• [Supplied passage]
--

The lava flow from the Kalauea Volcano is seen split into two separate lobes in this aerial picture taken near the village of Pahoa, Hawaii October 24, 2014. The lava began flowing from the Kilauea Volcano on June 27 and as of October 24 the flow front was 0.7 miles (1.2 km) from Pahoa Village Road, according to the U.S. Geological Survey. About 4,000 people overall live in the residential communities that the lava is approaching. Picture taken October 24, 2014. REUTERS/U.S. Geological Survey/Handout (UNITED STATES – Tags: ENVIRONMENT DISASTER)

This Oct. 26, 2014 photo provided by the U.S. Geological Survey a Hawaii Volcano Observatory geologist mapping the margin of the June 27 lava flow in the open field below Cemetery Road near the town of Pahoa on the Big Island of Hawaii. Dozens of residents in this rural area of Hawaii were placed on alert as flowing lava continued to advance. Authorities on Sunday, Oct. 26, 2014 said lava had advanced about 250 yards since Saturday morning and was moving at the rate of about 10 to 15 yards an hour, consistent with its advancement in recent days. The flow front passed through a predominantly Buddhist cemetery, covering grave sites in the mostly rural region of Puna, and was roughly a half-mile from Pahoa Village Road, the main street of Pahoa. (AP Photo/U.S. Geological Survey)

The lava flow from the Kilauea Volcano is seen crossing Apa’a Street/Cemetery Road in this U.S. Geological Survey (USGS) image taken near the village of Pahoa, Hawaii October 25, 2014. The lava began flowing from the Kilauea Volcano on June 27 and about 4,000 people live in the residential communities that the lava is approaching. Picture taken October 25, 2014. REUTERS/U.S. Geological Survey/Handout (UNITED STATES – Tags: ENVIRONMENT DISASTER)

The lava flow from the Kilauea Volcano is seen advancing across a pasture between the Pahoa cemetery and Apa’a Street, in this U.S. Geological Survey (USGS) image taken near the village of Pahoa, Hawaii October 25, 2014. The lava began flowing from the Kilauea Volcano on June 27 and about 4,000 people live in the residential communities that the lava is approaching. Picture taken October 25, 2014. REUTERS/U.S. Geological Survey/Handout (UNITED STATES – Tags: ENVIRONMENT DISASTER)

A Hawaii Volcano Observatory (HVO) geologist marks the coordinates of a lava flow front from the Kilauea Volcano with a GPS unit near the village of Pahoa, Hawaii October 22, 2014. The lava began flowing from the Kilauea Volcano on June 27 and as of October 24 the flow front was 0.7 miles (1.2 km) from Pahoa Village Road, according to the U.S. Geological Survey. About 4,000 people overall live in the residential communities that the lava is approaching. Picture taken October 22, 2014. REUTERS/U.S. Geological Survey/Handout (UNITED STATES – Tags: ENVIRONMENT DISASTER)

--

• [Aim 1]
In the records, starting with the line that contains "the white sky?" and going on through the end of the records, swap "trimmed hedge" for "clipped hedge" and reproduce those lines with everything else left unchanged.

--

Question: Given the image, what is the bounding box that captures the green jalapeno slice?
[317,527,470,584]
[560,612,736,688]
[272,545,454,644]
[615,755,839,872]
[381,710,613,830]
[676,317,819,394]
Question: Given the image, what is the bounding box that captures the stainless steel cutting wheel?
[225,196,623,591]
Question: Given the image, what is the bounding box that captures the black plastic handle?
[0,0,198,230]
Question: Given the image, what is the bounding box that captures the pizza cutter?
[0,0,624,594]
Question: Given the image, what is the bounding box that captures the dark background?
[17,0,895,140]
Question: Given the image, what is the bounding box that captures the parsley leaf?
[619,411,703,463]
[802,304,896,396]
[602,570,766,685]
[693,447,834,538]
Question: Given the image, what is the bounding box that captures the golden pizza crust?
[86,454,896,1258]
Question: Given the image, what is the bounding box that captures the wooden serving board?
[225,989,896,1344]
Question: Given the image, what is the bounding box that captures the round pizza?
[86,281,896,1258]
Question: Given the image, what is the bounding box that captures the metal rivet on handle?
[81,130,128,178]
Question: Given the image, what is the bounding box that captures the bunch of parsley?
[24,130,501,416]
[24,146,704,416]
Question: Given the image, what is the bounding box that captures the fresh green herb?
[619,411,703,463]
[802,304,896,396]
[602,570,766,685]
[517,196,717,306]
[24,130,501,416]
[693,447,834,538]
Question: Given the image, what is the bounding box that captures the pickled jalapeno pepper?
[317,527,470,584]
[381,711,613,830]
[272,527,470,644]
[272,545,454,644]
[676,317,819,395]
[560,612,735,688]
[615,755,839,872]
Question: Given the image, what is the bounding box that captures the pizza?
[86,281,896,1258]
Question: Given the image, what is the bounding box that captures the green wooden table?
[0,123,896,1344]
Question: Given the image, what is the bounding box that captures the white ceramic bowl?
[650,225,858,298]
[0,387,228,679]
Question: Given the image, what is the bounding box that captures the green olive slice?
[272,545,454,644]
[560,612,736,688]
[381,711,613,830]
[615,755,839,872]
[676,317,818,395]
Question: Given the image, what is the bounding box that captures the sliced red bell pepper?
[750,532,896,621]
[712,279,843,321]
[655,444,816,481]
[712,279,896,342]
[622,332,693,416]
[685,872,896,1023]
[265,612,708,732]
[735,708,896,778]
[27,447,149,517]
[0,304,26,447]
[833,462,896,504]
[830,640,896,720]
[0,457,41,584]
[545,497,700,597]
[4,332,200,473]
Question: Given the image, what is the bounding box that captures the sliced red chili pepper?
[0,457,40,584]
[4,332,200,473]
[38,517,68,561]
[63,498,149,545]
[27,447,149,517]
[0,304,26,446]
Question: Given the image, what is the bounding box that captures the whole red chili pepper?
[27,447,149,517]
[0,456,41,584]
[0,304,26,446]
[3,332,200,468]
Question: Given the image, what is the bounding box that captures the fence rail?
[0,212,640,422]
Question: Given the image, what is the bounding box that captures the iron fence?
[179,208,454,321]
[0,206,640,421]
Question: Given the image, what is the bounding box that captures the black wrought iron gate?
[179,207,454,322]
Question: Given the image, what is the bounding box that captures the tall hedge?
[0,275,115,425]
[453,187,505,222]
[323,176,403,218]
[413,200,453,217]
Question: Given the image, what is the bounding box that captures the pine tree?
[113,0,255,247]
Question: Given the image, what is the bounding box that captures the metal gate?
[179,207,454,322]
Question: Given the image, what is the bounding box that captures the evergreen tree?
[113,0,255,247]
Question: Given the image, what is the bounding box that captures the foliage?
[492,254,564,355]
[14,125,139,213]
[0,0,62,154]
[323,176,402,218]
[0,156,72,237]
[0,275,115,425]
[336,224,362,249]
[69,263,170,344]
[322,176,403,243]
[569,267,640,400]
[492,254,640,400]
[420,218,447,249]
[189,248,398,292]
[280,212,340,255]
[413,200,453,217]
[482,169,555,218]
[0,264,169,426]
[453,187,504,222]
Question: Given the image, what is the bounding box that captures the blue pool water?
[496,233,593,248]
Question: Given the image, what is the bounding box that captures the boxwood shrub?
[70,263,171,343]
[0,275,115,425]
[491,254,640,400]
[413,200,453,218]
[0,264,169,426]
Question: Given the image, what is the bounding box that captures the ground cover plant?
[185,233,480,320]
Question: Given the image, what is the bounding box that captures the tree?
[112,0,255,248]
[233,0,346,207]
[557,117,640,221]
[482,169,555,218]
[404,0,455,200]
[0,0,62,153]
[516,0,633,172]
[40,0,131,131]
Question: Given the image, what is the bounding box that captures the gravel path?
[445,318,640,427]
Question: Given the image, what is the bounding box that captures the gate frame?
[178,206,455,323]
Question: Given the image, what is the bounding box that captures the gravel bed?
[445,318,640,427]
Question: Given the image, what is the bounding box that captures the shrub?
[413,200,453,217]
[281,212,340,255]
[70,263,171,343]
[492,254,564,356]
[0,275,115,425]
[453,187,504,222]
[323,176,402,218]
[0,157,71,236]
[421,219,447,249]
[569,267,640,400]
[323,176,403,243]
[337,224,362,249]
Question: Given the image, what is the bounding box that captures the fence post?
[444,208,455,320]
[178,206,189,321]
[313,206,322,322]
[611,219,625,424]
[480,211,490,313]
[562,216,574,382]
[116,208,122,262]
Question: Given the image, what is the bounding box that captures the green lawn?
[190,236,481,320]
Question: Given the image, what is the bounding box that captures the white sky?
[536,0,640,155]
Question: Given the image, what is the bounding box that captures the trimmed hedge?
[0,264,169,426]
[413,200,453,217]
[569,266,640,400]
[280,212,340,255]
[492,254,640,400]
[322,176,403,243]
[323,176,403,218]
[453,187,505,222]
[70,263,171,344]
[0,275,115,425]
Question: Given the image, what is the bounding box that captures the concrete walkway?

--

• [Aim 2]
Transcribe the part of the Kilauea lava flow captions starting with "This Oct. 26, 2014" and going on through "Photo/U.S. Geological Survey)".

• [Task solution 1]
Question: Given the image, what is the bounding box that captures the white sky?
[536,0,640,155]
Question: Given the image, what is the bounding box that captures the clipped hedge?
[0,264,169,426]
[413,200,453,217]
[569,266,640,400]
[280,212,340,255]
[492,254,640,400]
[322,176,403,243]
[323,176,403,218]
[453,187,505,222]
[70,263,171,344]
[0,275,115,425]
Question: Given the image, what is the bounding box that captures the concrete walkway?

• [Task solution 2]
This Oct. 26, 2014 photo provided by the U.S. Geological Survey a Hawaii Volcano Observatory geologist mapping the margin of the June 27 lava flow in the open field below Cemetery Road near the town of Pahoa on the Big Island of Hawaii. Dozens of residents in this rural area of Hawaii were placed on alert as flowing lava continued to advance. Authorities on Sunday, Oct. 26, 2014 said lava had advanced about 250 yards since Saturday morning and was moving at the rate of about 10 to 15 yards an hour, consistent with its advancement in recent days. The flow front passed through a predominantly Buddhist cemetery, covering grave sites in the mostly rural region of Puna, and was roughly a half-mile from Pahoa Village Road, the main street of Pahoa. (AP Photo/U.S. Geological Survey)